## The input
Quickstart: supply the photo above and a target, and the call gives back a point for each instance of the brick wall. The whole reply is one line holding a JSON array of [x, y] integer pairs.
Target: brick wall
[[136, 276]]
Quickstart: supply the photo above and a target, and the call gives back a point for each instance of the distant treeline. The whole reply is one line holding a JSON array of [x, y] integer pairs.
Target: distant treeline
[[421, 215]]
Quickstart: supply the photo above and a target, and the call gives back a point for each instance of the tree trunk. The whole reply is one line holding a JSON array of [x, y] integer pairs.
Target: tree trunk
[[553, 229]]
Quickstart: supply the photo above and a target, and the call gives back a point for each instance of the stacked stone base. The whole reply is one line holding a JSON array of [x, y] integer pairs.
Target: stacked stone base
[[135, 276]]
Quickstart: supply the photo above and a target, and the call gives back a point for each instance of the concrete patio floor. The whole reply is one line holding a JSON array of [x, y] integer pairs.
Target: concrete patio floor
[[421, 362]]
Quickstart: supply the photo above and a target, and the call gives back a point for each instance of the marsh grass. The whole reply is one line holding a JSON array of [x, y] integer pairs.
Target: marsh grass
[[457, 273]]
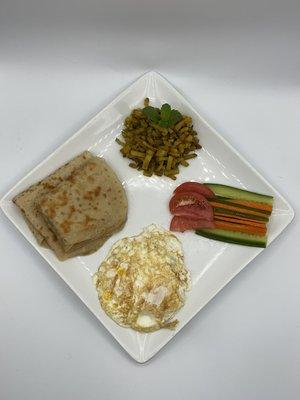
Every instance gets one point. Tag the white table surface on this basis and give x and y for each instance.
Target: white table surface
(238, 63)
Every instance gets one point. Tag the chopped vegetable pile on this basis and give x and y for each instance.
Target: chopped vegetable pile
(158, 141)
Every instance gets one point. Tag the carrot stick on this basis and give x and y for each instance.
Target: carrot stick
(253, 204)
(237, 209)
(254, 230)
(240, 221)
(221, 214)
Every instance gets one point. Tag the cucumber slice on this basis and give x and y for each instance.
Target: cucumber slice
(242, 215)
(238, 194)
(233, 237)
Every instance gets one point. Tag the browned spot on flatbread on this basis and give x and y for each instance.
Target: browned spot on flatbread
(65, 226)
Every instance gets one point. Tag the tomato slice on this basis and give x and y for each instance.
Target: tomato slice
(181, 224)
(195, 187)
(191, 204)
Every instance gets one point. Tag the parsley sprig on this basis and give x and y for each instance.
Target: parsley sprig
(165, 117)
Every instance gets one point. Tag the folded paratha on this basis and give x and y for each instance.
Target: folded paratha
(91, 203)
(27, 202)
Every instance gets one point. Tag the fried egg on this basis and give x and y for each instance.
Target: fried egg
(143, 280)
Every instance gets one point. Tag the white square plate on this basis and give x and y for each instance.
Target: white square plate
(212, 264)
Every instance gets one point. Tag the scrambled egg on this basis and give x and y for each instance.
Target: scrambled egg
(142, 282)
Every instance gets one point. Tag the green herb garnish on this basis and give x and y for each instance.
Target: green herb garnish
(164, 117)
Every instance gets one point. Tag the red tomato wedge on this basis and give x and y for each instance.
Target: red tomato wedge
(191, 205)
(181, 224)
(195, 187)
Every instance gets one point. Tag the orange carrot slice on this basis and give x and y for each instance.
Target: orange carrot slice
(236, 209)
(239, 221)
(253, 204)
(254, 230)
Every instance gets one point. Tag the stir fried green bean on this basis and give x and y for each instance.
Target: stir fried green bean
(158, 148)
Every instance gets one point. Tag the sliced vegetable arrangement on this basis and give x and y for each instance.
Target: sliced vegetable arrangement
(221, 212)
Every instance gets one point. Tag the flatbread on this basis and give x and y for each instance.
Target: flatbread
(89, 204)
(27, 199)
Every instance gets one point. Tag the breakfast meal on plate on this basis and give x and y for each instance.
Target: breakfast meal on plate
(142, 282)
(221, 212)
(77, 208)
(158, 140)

## Action item
State how many lines of the listing above include the word "Quickstart". Give nothing but the number.

## Response to the exercise
6